• _PASSAGE SHOWN_:
========
Monday, February 25, 2008
All Together Now
This past weekend, I felt as though my life wasn't my own, which it wasn't. It was my client's, which is as it should be. When one is in the middle of negotiations, in this case the results of a whole house inspection, it behooves all to get things wrapped up as quickly as possible lest some other problem rear it's ugly head. And GET IT IN WRITING. Duh. Duh? You would be amazed at what some brokerages try to do without having it in writing. Now, yes, this is a small town and there is still such thing as a gentleman's agreement. But small town or not, have you ever watched Judge Mathis? The disputes are real, the courtroom is real and it is full of friends suing friends and relatives suing relatives because of a gentlemans's agreement. Ultimately what happens is that when the whole sordid thing is over, there is not a gentleman standing.
So my negotiations this weekend centered around what the buyer(the other guy) and my seller would agree was the responsiblity of the other party. Initially, the buyer's agent said they wanted A and B. My sellers said that they would do A but that their contractor said B was not necessary. Weellll, the buyer's agent hadn't put anything in writing so I did. I typed in what was requested and what my seller's were willing to do. And, lo and behold! The sellers wanted MORE! (Please sir, I'd like some more.) You want more, you want MORE!?
Yep. So now the buyers wanted to send over their contractor. Okay. A fact finding mission for their own edification. Or so I thought. But not wanting to stir a pot that doesn't yet stink, I advised my people to let the buyer's contractor take a look. What was I supposed to do? I knew that the buyer's could walk because they didn't want to buy a pig in a poke. And, lo and behold! They, well, you get the drift.
========
[Location identification entries]
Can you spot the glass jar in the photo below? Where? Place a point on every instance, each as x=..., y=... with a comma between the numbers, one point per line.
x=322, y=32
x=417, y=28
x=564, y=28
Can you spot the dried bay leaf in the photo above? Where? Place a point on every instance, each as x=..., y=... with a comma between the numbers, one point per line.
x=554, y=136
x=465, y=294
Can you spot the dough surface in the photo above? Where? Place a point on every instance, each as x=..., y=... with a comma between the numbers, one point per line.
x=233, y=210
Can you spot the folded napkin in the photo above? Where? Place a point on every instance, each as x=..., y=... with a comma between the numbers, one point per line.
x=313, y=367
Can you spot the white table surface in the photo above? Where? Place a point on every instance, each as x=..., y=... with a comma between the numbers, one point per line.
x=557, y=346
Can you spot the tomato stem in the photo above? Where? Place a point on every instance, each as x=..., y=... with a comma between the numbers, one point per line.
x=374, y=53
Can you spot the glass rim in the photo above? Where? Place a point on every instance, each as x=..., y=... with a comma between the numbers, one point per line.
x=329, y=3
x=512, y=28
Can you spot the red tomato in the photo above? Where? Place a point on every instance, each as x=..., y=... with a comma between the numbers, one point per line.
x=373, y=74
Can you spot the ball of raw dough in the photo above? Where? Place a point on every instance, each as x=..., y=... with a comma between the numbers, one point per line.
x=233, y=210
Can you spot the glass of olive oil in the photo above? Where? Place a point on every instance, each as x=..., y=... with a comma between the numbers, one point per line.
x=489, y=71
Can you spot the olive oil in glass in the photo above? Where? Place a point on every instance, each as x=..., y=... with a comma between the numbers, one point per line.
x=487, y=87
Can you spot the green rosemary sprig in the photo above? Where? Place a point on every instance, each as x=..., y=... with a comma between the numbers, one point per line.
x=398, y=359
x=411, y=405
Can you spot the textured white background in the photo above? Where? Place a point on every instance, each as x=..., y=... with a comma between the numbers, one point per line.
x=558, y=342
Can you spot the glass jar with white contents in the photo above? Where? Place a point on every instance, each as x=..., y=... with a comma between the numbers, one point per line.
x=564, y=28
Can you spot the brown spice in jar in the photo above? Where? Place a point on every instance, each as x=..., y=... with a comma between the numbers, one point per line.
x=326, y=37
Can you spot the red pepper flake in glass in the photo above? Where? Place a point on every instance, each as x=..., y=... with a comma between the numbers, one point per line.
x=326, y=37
========
• _THE TASKS_:
1. Please recast the rows as a JSON list of strings, one string per line and blank lines left out, starting with the row containing "Can you spot the red pepper" and going on through the final row.
2. Continue the blog post about the home inspection negotiations from the point where it stops.

• _RESPONSES IN ORDER_:
1.
[
  "Can you spot the red pepper flake in glass in the photo above? Where? Place a point on every instance, each as x=..., y=... with a comma between the numbers, one point per line.",
  "x=326, y=37"
]

2.
To make a long story short, all is now thankfully signed and delivered. A little more money out of my seller's pocket but it has kept the deal together and everybody is slightly happier. The buyers get the house they want and the sellers can get the heck out of Dodge.
A realtor(r) told me once that if everyone at the closing table isn't mad, then he hasn't done his job. That sounded just horrible and insensitive at the time. But now, having gotten a whiff of the shoe being on the other foot, I can see where one just doesn't want to stick around to see if the other shoe will drop. It is best to keep truckin' and try to cut everyone's losses.
Won't I be surprised when the closing finally comes, and it will, and someone stands up at the table, bangs their large brogan on it and yells, "Order! Order!"
I'll take a ham on rye.
Thursday, February 21, 2008
Wednesday, February 20, 2008
All Things Must Pass
This blog seems to be leaning a bit more towards the Beatles lately. It's not necessarily because I don't have anything better to do, because I do. But it is becoming more apparent that the more creative I have to be ( such as thinking of ways to drum up business) the more creative I am.
So I am dipping my toe into the waters of video making. This is my first attempt, so please bear with me. As my creative juices start to flow, there is no telling which way they will go.
The moral of the story is, keep moving. Don't let the grass grow under your feet. If you can't do exactly what you want (like sell houses), then do something. The more you do, the more you will do. Keep the universe stirred up a bit. A rolling stone gathers no moss. Or is that The Beatles...
So in this case, The Beatles help me to gather no moss. They are the background music of my life. And even though the housing market is down, this too shall pass.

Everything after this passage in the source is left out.